┌─ Extracted records

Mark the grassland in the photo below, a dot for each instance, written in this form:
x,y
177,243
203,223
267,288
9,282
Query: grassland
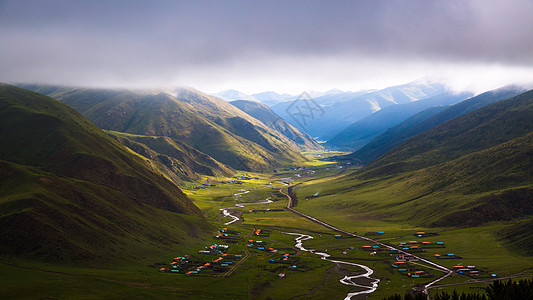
x,y
360,211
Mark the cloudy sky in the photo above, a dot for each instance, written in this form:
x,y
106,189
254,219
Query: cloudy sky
x,y
253,46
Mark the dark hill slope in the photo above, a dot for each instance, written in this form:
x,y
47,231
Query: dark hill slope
x,y
426,120
172,158
205,123
264,114
365,130
493,184
475,131
70,192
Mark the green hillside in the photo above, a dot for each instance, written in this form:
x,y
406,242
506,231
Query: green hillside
x,y
175,160
466,172
426,120
391,138
205,123
475,131
71,193
264,114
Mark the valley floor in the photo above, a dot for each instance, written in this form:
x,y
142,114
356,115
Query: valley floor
x,y
268,250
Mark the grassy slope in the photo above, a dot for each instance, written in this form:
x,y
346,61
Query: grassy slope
x,y
475,131
425,121
172,158
208,124
71,193
365,130
272,120
470,188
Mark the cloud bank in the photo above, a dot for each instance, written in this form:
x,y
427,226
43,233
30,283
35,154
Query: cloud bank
x,y
266,45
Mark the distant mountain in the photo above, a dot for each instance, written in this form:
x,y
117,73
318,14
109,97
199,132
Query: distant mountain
x,y
70,193
427,120
365,130
270,119
478,130
470,170
175,160
325,116
230,95
206,123
270,98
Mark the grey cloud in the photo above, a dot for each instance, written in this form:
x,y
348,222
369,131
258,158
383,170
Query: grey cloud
x,y
161,39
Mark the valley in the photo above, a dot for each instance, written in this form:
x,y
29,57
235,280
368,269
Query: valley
x,y
267,150
147,214
325,250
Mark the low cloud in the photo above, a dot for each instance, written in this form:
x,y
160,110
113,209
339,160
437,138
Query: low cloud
x,y
262,45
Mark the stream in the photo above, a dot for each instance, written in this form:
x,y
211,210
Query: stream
x,y
347,280
226,213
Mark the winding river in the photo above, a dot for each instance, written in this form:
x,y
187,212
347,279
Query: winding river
x,y
226,213
347,280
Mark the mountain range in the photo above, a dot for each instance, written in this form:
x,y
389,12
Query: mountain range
x,y
426,120
472,169
186,116
264,114
365,130
323,117
70,193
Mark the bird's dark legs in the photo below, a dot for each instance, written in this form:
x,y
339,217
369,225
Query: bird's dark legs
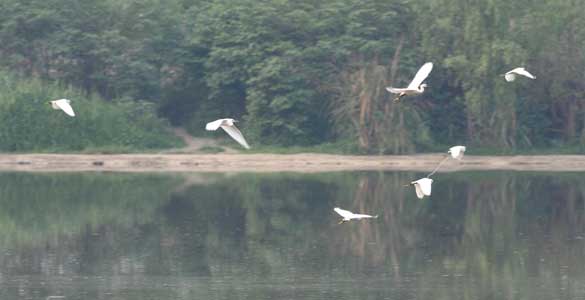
x,y
399,97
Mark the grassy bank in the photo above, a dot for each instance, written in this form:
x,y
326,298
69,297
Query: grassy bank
x,y
29,124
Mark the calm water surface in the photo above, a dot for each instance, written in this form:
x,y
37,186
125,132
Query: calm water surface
x,y
482,235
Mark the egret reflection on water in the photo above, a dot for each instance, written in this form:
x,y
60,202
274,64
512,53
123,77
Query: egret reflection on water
x,y
511,75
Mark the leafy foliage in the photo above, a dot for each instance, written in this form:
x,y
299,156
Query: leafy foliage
x,y
308,72
30,124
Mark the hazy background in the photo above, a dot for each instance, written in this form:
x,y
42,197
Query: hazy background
x,y
302,72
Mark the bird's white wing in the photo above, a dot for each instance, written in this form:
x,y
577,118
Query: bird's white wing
x,y
457,151
362,216
235,133
213,126
64,105
425,186
523,72
509,77
418,190
344,213
421,75
396,90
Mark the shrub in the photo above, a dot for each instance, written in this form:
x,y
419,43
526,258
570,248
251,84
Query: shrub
x,y
28,123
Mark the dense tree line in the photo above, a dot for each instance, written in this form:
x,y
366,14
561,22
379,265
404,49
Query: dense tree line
x,y
305,72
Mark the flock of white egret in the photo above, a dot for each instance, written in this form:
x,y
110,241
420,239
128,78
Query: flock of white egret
x,y
422,186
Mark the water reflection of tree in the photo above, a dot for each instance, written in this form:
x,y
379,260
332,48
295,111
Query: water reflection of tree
x,y
480,235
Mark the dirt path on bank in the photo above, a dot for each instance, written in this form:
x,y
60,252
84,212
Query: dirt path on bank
x,y
280,163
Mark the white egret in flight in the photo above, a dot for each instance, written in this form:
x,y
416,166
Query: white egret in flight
x,y
511,75
228,126
416,86
64,105
348,215
457,152
422,187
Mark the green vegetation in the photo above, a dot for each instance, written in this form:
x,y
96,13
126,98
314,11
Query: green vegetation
x,y
307,72
30,124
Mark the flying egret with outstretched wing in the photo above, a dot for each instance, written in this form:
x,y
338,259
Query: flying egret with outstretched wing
x,y
64,105
416,86
511,75
228,126
348,215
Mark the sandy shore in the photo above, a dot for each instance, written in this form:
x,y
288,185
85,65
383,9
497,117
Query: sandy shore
x,y
280,163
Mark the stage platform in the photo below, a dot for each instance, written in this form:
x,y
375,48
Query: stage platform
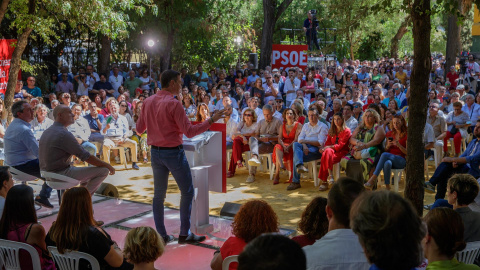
x,y
121,215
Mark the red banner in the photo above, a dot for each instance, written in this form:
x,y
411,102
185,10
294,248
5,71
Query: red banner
x,y
6,51
289,56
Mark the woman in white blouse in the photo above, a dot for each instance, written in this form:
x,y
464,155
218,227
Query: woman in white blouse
x,y
245,129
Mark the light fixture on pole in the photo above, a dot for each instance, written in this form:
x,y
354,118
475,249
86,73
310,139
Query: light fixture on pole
x,y
150,44
238,40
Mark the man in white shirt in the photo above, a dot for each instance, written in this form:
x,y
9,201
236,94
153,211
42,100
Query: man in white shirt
x,y
340,248
81,130
116,80
292,84
116,131
350,121
311,139
472,109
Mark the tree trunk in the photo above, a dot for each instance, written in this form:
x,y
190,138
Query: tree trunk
x,y
271,13
420,13
402,30
167,52
13,74
104,54
3,8
453,39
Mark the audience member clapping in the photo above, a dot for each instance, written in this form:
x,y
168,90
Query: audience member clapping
x,y
272,251
253,219
389,230
444,238
19,223
6,183
143,246
75,229
314,222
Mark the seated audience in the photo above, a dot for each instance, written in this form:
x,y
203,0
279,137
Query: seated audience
x,y
458,121
313,223
75,229
395,153
339,248
56,148
336,147
254,218
140,139
272,251
6,183
19,223
264,139
245,130
21,148
444,238
311,139
95,121
366,141
40,121
283,151
116,131
389,230
468,162
81,130
143,246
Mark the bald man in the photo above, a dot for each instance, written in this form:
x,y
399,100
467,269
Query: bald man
x,y
58,145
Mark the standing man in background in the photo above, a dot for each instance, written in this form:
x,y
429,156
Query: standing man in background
x,y
164,117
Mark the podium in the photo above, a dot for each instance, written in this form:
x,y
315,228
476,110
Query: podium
x,y
206,160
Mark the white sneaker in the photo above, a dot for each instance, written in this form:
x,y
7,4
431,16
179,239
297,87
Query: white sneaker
x,y
254,162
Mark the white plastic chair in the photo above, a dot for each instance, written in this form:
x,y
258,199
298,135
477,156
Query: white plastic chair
x,y
70,260
10,255
470,253
18,175
227,261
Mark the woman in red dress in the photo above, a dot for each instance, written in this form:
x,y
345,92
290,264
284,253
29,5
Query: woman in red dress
x,y
283,151
336,147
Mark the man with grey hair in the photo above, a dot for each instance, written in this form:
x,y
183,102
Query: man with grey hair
x,y
41,122
264,140
58,145
472,109
311,139
21,148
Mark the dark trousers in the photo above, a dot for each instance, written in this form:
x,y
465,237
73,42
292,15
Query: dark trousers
x,y
33,168
312,38
443,172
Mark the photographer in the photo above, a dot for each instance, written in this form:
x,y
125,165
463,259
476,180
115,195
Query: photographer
x,y
310,26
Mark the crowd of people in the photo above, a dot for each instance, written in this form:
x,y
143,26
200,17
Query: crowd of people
x,y
354,114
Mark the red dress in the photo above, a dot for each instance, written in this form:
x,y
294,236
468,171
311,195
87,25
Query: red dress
x,y
288,139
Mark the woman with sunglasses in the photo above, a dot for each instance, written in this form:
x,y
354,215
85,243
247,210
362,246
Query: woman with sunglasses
x,y
245,129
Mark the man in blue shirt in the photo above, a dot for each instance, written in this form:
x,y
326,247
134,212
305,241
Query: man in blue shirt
x,y
21,148
468,162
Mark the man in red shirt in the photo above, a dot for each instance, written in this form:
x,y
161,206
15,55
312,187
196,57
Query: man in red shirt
x,y
164,118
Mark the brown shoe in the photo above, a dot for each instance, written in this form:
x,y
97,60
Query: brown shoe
x,y
323,187
294,186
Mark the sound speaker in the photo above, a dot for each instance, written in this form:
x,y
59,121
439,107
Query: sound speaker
x,y
253,58
230,209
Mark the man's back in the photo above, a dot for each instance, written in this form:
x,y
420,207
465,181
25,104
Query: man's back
x,y
471,222
338,249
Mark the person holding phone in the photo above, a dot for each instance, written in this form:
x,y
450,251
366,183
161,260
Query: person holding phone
x,y
395,152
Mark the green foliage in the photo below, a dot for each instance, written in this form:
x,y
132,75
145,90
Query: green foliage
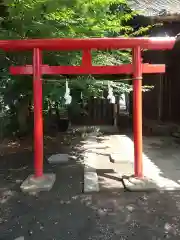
x,y
24,19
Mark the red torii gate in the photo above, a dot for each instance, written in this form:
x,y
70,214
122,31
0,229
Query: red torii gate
x,y
37,69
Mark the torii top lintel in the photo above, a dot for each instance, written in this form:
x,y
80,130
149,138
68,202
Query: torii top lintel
x,y
153,43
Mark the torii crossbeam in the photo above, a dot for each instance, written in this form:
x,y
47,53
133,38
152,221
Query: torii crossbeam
x,y
37,69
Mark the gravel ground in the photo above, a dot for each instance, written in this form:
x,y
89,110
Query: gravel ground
x,y
65,213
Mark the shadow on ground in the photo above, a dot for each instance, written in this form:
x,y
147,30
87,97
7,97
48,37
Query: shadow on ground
x,y
65,213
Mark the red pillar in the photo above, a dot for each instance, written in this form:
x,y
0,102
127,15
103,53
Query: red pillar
x,y
137,112
38,121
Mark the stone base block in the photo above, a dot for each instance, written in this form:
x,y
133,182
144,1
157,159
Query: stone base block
x,y
44,183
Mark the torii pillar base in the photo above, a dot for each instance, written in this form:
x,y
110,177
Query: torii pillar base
x,y
38,184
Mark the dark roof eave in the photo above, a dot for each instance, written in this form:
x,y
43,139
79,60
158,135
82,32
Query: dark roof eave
x,y
166,18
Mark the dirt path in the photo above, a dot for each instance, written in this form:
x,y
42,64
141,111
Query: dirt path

└─

## What is required:
Would you please copy every line in the data that contains the word "below"?

## Reply to the task:
Mark the grassland in the photo below, a dot for each instance, written in this form:
Mark the bird's dark legs in the photo below, a dot for each instance, written in this form:
Mark the stage platform in the photo below, a dot for each instance, written in this form:
Mark the green foliage in the photo below, a dot for each instance, written in this form:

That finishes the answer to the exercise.